Exercise objective:
The line containing "indicate: hanging light cord" and every line after it, through the last, are to be extracted exactly; no other lines belong in the answer.

[Named object pointing entries]
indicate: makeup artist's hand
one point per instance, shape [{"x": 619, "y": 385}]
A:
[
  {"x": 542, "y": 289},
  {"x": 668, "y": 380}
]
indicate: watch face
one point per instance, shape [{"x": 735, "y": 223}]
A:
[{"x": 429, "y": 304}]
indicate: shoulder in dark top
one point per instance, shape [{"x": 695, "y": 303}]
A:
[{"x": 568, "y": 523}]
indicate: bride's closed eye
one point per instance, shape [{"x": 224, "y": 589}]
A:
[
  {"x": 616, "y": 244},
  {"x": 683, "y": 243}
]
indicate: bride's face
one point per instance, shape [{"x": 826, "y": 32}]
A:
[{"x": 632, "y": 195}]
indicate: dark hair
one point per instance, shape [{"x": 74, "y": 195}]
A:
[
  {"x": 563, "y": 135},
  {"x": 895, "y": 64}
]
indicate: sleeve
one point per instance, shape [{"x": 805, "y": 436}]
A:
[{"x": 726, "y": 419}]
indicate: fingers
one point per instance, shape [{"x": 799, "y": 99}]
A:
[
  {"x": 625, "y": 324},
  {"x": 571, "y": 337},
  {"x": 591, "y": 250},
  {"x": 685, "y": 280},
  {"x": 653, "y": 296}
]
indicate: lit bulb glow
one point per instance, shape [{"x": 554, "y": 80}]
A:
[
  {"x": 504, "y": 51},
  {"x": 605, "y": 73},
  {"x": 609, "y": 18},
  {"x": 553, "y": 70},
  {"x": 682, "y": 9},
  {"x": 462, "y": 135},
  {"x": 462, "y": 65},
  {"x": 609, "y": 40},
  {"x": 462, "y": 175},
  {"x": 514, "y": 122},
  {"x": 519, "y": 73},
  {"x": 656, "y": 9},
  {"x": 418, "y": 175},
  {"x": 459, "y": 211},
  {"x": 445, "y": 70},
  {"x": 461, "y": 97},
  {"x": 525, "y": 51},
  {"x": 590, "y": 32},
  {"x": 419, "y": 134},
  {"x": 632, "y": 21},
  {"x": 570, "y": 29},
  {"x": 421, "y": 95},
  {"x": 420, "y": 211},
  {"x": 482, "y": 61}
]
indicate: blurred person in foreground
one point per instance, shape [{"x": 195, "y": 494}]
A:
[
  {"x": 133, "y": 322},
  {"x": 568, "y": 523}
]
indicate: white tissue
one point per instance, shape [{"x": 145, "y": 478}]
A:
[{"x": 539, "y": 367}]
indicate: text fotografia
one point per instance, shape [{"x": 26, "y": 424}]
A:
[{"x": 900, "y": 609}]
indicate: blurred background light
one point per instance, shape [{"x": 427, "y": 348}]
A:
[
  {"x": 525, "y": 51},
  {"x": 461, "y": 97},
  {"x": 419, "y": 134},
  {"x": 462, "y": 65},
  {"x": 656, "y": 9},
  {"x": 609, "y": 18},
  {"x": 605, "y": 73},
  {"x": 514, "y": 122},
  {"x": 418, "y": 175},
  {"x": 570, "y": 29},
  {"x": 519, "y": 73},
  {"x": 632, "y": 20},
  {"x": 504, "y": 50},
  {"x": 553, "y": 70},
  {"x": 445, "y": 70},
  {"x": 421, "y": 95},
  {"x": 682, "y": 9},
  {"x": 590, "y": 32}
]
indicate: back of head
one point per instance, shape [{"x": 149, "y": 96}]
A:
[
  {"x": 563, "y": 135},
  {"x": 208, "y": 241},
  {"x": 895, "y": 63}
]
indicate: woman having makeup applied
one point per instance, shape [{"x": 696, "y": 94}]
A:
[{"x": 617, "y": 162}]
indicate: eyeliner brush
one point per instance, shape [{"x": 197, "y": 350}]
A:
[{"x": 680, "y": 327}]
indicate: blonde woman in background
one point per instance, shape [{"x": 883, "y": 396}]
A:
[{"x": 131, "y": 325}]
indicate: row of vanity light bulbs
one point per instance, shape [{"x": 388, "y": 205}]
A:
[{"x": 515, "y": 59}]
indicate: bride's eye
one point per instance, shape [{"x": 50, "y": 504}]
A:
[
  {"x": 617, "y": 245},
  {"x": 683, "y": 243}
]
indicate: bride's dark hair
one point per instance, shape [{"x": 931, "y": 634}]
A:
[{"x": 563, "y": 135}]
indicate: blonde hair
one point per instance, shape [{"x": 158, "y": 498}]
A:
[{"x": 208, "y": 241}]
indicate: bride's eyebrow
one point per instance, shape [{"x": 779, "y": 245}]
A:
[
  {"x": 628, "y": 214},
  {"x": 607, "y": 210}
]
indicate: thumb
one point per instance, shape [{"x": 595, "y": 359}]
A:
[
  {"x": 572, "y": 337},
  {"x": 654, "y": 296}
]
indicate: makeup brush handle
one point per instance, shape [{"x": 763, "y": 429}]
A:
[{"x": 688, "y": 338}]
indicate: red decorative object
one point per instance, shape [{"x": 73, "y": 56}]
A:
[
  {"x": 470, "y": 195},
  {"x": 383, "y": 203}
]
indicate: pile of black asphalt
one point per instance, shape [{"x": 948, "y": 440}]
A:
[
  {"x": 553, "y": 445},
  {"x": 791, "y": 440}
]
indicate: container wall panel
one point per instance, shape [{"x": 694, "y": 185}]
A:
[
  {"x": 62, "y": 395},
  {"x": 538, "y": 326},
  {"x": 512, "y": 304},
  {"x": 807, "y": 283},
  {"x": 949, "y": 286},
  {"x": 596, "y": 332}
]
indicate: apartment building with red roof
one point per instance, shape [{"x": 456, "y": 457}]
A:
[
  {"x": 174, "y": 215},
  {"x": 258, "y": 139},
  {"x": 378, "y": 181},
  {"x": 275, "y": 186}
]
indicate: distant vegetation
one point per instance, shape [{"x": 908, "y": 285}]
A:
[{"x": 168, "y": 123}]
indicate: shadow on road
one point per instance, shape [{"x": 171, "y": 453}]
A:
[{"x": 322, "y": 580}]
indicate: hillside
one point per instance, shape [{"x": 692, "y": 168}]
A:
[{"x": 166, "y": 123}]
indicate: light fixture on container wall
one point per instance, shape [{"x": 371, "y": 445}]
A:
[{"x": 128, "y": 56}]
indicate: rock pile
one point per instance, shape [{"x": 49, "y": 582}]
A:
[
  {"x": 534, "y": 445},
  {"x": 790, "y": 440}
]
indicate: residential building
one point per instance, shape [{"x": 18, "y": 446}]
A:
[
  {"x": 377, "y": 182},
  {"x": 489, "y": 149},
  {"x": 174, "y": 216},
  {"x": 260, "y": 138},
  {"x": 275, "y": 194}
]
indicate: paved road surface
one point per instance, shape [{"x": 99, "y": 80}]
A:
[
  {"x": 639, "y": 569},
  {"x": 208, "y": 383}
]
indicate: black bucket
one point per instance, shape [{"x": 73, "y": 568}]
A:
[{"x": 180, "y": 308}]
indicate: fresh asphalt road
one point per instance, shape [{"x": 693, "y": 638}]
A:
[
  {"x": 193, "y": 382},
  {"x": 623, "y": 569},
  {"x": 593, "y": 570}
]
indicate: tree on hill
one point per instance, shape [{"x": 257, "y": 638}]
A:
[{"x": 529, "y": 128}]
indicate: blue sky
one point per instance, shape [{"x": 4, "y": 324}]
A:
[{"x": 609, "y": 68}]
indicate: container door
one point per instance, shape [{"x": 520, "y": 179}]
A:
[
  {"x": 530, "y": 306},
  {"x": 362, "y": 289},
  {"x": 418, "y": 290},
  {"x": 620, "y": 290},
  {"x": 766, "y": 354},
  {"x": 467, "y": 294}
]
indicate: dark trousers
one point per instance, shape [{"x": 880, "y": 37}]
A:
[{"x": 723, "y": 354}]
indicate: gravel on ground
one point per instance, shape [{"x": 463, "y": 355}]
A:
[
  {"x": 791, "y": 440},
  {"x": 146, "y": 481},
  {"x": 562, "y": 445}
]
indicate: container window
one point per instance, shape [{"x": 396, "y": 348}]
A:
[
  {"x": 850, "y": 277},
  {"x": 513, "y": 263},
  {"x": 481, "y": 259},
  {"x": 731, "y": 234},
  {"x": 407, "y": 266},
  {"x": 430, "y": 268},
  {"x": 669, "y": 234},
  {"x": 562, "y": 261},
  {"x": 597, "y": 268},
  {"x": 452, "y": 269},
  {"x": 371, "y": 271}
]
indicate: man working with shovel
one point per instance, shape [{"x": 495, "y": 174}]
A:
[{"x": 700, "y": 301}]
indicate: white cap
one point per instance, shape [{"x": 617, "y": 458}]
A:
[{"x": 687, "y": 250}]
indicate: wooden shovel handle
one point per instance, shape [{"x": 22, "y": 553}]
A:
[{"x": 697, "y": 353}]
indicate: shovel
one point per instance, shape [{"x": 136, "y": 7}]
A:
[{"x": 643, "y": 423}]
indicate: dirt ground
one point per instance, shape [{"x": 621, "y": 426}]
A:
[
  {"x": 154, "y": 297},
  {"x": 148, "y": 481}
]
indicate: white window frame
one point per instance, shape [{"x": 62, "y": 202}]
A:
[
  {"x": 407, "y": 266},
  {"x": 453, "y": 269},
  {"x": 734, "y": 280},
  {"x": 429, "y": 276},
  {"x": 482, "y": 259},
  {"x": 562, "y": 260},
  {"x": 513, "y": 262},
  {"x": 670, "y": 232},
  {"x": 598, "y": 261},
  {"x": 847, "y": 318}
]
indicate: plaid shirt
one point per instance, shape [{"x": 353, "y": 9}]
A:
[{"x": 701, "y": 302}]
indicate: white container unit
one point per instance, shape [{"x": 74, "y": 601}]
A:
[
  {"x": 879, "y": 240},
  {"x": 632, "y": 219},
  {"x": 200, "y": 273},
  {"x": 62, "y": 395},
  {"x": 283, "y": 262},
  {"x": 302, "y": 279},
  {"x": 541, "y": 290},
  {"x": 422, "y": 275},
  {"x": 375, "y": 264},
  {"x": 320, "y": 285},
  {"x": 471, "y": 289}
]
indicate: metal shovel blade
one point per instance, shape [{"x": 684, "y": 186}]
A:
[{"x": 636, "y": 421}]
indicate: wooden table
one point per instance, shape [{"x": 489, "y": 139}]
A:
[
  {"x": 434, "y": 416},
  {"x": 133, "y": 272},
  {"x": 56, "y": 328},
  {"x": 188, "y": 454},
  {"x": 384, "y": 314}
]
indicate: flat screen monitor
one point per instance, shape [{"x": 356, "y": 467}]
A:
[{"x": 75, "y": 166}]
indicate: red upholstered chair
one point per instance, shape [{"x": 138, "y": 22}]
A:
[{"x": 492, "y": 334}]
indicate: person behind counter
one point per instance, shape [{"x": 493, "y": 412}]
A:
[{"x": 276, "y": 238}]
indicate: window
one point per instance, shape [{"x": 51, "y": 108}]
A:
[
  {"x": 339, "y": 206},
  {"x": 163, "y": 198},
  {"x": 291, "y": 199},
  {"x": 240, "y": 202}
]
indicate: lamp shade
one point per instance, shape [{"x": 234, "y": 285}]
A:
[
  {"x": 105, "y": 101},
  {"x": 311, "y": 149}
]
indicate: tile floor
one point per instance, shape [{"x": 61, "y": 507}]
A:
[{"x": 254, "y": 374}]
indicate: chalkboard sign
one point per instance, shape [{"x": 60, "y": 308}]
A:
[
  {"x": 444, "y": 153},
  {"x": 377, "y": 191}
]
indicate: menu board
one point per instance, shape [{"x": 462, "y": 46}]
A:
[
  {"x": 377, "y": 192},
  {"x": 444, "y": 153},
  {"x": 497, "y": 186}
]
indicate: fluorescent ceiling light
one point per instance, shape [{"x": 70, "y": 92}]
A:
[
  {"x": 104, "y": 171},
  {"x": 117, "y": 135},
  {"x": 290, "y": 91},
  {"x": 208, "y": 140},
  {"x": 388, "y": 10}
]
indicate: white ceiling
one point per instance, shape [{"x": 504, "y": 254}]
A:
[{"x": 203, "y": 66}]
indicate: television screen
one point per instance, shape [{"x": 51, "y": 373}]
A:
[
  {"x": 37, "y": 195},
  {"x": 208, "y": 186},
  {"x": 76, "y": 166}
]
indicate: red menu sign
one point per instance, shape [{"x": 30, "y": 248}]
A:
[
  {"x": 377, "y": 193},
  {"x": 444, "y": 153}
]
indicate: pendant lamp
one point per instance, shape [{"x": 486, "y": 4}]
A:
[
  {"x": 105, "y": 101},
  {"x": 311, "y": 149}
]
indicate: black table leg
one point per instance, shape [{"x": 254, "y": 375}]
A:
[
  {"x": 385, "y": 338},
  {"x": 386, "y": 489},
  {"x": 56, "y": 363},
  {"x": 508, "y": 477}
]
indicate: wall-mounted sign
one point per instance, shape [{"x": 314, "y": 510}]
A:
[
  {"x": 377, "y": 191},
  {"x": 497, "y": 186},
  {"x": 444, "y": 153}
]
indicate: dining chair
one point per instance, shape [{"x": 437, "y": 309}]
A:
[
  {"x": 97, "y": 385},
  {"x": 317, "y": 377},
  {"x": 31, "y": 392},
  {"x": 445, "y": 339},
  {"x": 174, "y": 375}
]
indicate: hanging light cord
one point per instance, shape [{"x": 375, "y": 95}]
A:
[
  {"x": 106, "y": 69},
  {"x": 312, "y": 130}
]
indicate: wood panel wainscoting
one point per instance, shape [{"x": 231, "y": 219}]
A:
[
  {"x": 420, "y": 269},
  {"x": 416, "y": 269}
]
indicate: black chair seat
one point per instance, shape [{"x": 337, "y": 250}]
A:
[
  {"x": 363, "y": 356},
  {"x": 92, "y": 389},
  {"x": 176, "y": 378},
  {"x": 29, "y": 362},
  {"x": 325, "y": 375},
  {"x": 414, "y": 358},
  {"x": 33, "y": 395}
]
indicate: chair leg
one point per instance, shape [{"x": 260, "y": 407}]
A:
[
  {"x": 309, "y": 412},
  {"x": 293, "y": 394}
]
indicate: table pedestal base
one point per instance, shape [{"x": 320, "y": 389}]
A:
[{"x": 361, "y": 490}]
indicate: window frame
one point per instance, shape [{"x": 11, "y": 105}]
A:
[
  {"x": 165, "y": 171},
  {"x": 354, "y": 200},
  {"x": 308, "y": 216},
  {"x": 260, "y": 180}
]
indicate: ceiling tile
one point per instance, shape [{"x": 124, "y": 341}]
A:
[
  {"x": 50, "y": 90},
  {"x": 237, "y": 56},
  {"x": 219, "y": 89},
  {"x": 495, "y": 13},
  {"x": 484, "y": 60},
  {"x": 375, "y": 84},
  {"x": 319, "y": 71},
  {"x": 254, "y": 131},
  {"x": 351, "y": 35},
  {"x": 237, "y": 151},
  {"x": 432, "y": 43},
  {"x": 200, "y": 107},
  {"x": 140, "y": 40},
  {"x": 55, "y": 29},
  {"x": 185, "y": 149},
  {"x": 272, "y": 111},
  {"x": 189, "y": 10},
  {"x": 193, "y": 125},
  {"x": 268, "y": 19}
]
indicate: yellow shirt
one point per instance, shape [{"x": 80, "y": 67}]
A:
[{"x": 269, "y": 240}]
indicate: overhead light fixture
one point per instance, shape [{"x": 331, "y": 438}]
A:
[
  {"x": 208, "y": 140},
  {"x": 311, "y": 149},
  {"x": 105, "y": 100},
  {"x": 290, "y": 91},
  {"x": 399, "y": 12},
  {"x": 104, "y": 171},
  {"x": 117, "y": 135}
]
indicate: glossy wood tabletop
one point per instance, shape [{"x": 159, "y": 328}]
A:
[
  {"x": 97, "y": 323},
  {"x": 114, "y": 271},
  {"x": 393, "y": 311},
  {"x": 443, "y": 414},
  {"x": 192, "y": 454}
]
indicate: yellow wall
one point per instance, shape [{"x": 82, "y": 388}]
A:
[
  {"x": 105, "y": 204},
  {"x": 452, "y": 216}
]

Completed task:
indicate: hanging light cord
one point per instance, shape [{"x": 375, "y": 95}]
A:
[
  {"x": 106, "y": 69},
  {"x": 312, "y": 130}
]
indicate: wood panel wainscoting
one point per instance, shape [{"x": 231, "y": 219}]
A:
[
  {"x": 420, "y": 269},
  {"x": 416, "y": 269}
]
indicate: black chair seat
one point per instance, shape [{"x": 337, "y": 250}]
A:
[
  {"x": 363, "y": 356},
  {"x": 92, "y": 389},
  {"x": 176, "y": 378},
  {"x": 29, "y": 362},
  {"x": 325, "y": 375},
  {"x": 414, "y": 358},
  {"x": 33, "y": 395}
]
indicate: chair leg
one point per instance, shape [{"x": 260, "y": 407}]
A:
[
  {"x": 309, "y": 412},
  {"x": 293, "y": 394}
]
indicate: table pedestal base
one point per instance, shape [{"x": 320, "y": 389}]
A:
[{"x": 361, "y": 490}]
indicate: window frame
one point per instance, shape [{"x": 11, "y": 105}]
A:
[
  {"x": 165, "y": 171},
  {"x": 354, "y": 200},
  {"x": 308, "y": 216},
  {"x": 260, "y": 180}
]
indicate: ceiling tile
one point per instance, shape [{"x": 124, "y": 341}]
A:
[
  {"x": 50, "y": 90},
  {"x": 237, "y": 56},
  {"x": 219, "y": 89},
  {"x": 495, "y": 13},
  {"x": 484, "y": 60},
  {"x": 375, "y": 84},
  {"x": 319, "y": 71},
  {"x": 254, "y": 131},
  {"x": 351, "y": 35},
  {"x": 237, "y": 151},
  {"x": 432, "y": 43},
  {"x": 200, "y": 107},
  {"x": 140, "y": 40},
  {"x": 55, "y": 29},
  {"x": 185, "y": 149},
  {"x": 272, "y": 111},
  {"x": 189, "y": 10},
  {"x": 193, "y": 125},
  {"x": 268, "y": 19}
]
indicate: yellow shirt
one point per instance, shape [{"x": 80, "y": 67}]
A:
[{"x": 269, "y": 240}]
indicate: overhead light fixture
one point per instance, shape [{"x": 331, "y": 438}]
A:
[
  {"x": 208, "y": 140},
  {"x": 311, "y": 149},
  {"x": 105, "y": 100},
  {"x": 290, "y": 91},
  {"x": 399, "y": 12},
  {"x": 104, "y": 171},
  {"x": 117, "y": 135}
]
indicate: glossy wood tabletop
one point per instance, shape [{"x": 159, "y": 328}]
A:
[
  {"x": 97, "y": 323},
  {"x": 114, "y": 271},
  {"x": 393, "y": 311},
  {"x": 443, "y": 414},
  {"x": 192, "y": 454}
]
indicate: yellow wall
one point per instance, shape [{"x": 82, "y": 388}]
A:
[
  {"x": 105, "y": 204},
  {"x": 452, "y": 216}
]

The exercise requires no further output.